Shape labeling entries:
==========
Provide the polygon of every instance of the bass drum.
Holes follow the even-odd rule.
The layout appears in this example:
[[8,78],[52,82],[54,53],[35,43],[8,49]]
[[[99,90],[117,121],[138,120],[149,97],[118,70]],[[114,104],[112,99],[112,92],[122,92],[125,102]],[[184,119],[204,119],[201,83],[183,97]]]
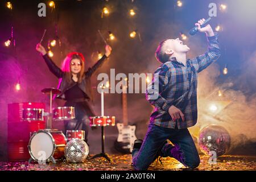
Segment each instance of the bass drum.
[[28,143],[28,152],[36,162],[48,162],[52,157],[55,159],[64,155],[67,138],[57,130],[40,130],[35,133]]

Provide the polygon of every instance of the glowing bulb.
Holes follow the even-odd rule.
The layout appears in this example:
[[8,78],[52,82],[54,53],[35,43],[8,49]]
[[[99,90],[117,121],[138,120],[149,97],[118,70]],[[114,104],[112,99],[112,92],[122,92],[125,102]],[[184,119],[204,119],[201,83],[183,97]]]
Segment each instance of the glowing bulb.
[[220,31],[221,29],[221,27],[218,25],[216,27],[215,27],[215,30],[217,32]]
[[212,104],[210,106],[210,111],[214,112],[216,111],[218,109],[218,107],[217,107],[216,105],[215,104]]
[[100,59],[101,57],[102,57],[103,55],[101,53],[99,52],[98,53],[98,59]]
[[6,47],[9,47],[10,44],[11,44],[11,40],[9,39],[5,42],[5,46]]
[[181,36],[182,40],[186,40],[187,39],[187,36],[185,34],[181,34]]
[[109,81],[108,81],[106,82],[106,87],[109,88]]
[[54,3],[54,1],[50,1],[50,2],[49,3],[49,6],[51,7],[55,8],[55,3]]
[[130,10],[130,14],[131,15],[131,16],[133,16],[136,14],[136,13],[135,13],[134,10],[131,9]]
[[20,84],[18,83],[18,84],[16,84],[16,85],[15,85],[15,89],[17,91],[19,91],[19,90],[20,90]]
[[105,14],[109,14],[109,9],[108,9],[107,7],[105,7],[103,9],[103,13],[104,13]]
[[181,1],[177,1],[177,6],[179,7],[182,6],[182,2]]
[[114,34],[113,34],[112,33],[109,34],[109,38],[110,39],[110,40],[114,40],[115,39]]
[[56,46],[56,40],[53,39],[52,41],[51,41],[51,46],[52,47],[54,47]]
[[223,74],[224,75],[228,74],[228,68],[224,68],[224,69],[223,69]]
[[52,51],[49,50],[49,51],[48,51],[48,55],[49,55],[49,56],[50,57],[53,57],[53,53],[52,52]]
[[10,2],[7,2],[6,7],[10,10],[13,9],[13,5],[11,4],[11,3]]
[[147,78],[146,78],[146,81],[148,84],[150,82],[151,80],[150,80],[149,76],[147,76]]
[[221,4],[220,6],[220,8],[221,10],[225,10],[226,9],[226,5],[224,4]]
[[222,94],[221,93],[221,90],[218,90],[218,97],[221,97],[222,96]]
[[136,32],[134,31],[131,33],[130,34],[130,36],[131,38],[134,38],[136,36]]

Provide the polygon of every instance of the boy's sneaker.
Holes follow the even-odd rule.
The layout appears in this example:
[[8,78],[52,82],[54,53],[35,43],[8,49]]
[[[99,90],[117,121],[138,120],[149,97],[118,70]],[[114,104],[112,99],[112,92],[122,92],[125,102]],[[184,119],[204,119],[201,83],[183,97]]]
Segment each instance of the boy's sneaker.
[[137,139],[134,141],[134,144],[133,144],[133,149],[140,149],[143,140],[140,139]]

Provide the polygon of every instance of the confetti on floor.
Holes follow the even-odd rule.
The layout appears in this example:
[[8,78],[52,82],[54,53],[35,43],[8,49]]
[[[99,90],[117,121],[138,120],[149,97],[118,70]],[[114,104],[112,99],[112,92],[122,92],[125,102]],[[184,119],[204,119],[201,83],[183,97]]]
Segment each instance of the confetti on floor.
[[[38,164],[33,162],[0,162],[0,171],[133,171],[131,166],[131,155],[110,155],[112,159],[109,163],[105,158],[98,158],[86,160],[84,163],[71,163],[65,160],[57,161],[56,164],[51,162],[47,164]],[[209,163],[209,157],[200,156],[201,163],[199,167],[193,170],[199,171],[255,171],[256,170],[256,156],[225,155],[220,156],[217,164]],[[163,166],[155,160],[148,168],[154,171],[179,171],[189,170],[176,160],[163,158]]]

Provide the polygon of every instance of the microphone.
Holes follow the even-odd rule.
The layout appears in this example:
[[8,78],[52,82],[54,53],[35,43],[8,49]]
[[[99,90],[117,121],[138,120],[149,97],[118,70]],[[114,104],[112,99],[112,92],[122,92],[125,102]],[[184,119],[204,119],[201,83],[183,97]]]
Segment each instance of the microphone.
[[[208,22],[210,21],[211,19],[212,18],[210,17],[209,17],[208,19],[207,19],[205,21],[204,21],[204,23],[203,23],[203,24],[200,26],[200,27],[201,28],[204,27],[208,23]],[[198,32],[198,27],[196,26],[190,30],[189,34],[191,35],[194,35],[195,34],[197,33],[197,32]]]

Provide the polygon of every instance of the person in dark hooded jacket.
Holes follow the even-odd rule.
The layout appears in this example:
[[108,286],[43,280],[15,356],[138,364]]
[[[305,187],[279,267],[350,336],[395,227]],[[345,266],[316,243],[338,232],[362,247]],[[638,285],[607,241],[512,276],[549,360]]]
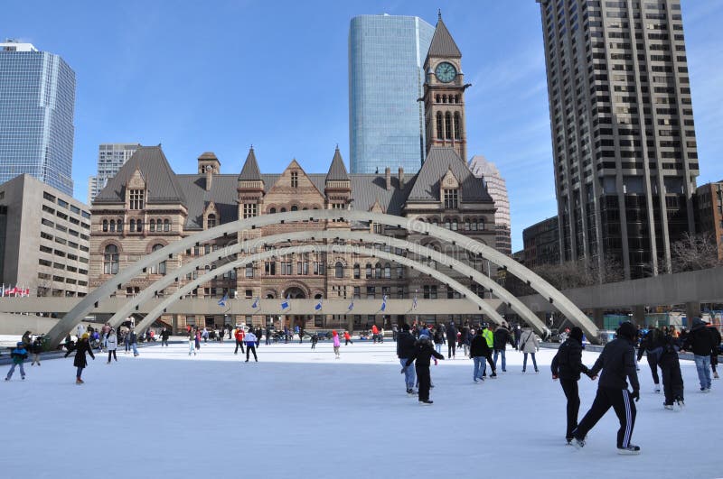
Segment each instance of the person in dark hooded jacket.
[[432,378],[429,375],[429,361],[432,356],[437,359],[445,359],[445,356],[432,347],[429,338],[426,336],[421,336],[414,345],[412,355],[407,358],[405,367],[401,369],[401,373],[404,374],[405,368],[414,363],[414,369],[419,381],[419,404],[428,405],[434,402],[429,401],[429,387],[432,384]]
[[[597,393],[590,410],[572,431],[572,445],[585,446],[585,437],[610,408],[613,408],[620,421],[617,430],[617,452],[619,454],[640,454],[640,447],[630,443],[635,426],[635,404],[640,400],[640,382],[635,371],[635,335],[637,329],[630,321],[625,321],[617,330],[617,337],[605,345],[588,376],[595,379],[602,370]],[[627,380],[633,392],[627,389]]]
[[552,379],[559,379],[559,385],[568,399],[568,428],[565,439],[572,442],[572,431],[577,427],[577,413],[580,410],[580,396],[577,392],[577,381],[580,373],[587,374],[590,370],[582,364],[582,329],[577,326],[570,329],[568,338],[558,349],[552,358]]

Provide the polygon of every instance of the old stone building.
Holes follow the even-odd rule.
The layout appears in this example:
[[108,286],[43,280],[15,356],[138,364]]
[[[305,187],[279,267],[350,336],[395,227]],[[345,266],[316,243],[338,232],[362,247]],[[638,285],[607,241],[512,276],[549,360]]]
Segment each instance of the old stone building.
[[[423,101],[427,106],[427,160],[419,171],[408,178],[401,168],[373,174],[348,174],[339,150],[333,152],[328,171],[309,173],[292,160],[280,174],[261,173],[253,148],[240,173],[221,172],[221,161],[212,152],[198,158],[195,174],[177,174],[160,146],[141,147],[96,198],[92,206],[90,286],[96,287],[141,256],[182,237],[239,218],[286,211],[341,209],[381,212],[437,224],[474,236],[494,246],[494,206],[482,180],[466,166],[466,144],[461,54],[439,20],[425,62],[427,84]],[[460,73],[458,73],[460,72]],[[271,160],[268,160],[271,162]],[[239,165],[240,166],[240,165]],[[236,170],[237,171],[239,170]],[[117,295],[134,295],[164,274],[173,274],[182,263],[248,238],[286,231],[356,230],[407,239],[445,253],[468,263],[474,259],[459,253],[434,237],[381,225],[340,221],[305,221],[276,224],[239,232],[199,244],[146,270]],[[288,245],[288,244],[284,244]],[[398,251],[402,253],[404,252]],[[216,253],[218,254],[218,253]],[[425,260],[427,261],[427,260]],[[482,264],[475,265],[482,270]],[[442,271],[442,266],[437,266]],[[455,276],[450,270],[445,272]],[[211,277],[212,266],[195,274],[210,281],[193,291],[203,298],[454,298],[456,293],[435,278],[386,261],[353,253],[308,253],[275,257],[256,264],[242,264],[235,271]],[[192,274],[159,295],[172,294],[192,279]],[[468,279],[458,279],[482,292]],[[223,322],[253,321],[251,311],[232,311],[234,318],[181,317],[177,326],[201,326]],[[244,318],[245,317],[245,318]],[[168,319],[168,318],[166,318]],[[277,318],[274,318],[275,320]],[[287,324],[306,327],[347,325],[343,318],[324,316],[287,317]],[[390,324],[401,318],[354,316],[357,327],[373,322]],[[447,318],[420,318],[426,321]]]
==========
WHAT YOU HAVE TO DO: Convert the lines above, from the line with "Provide the polygon of every instance of the person" up to and including the line with "Segment each instance of the person", into a JSON list of strings, one string per line. Skip any blank lines and leave the picture out.

THE SOLUTION:
[
  "Provide the polygon of every instance of the person in dark hooded jacket.",
  "Holes follow the even-odd rule.",
  "The layout appears in this example:",
  "[[108,286],[43,280],[15,356],[138,364]]",
  "[[[305,187],[279,267],[350,336],[395,227]],[[345,266],[316,243],[338,232],[362,247]],[[638,285],[607,241],[512,276],[549,360]]]",
  "Segment each instance of the person in dark hooded jacket."
]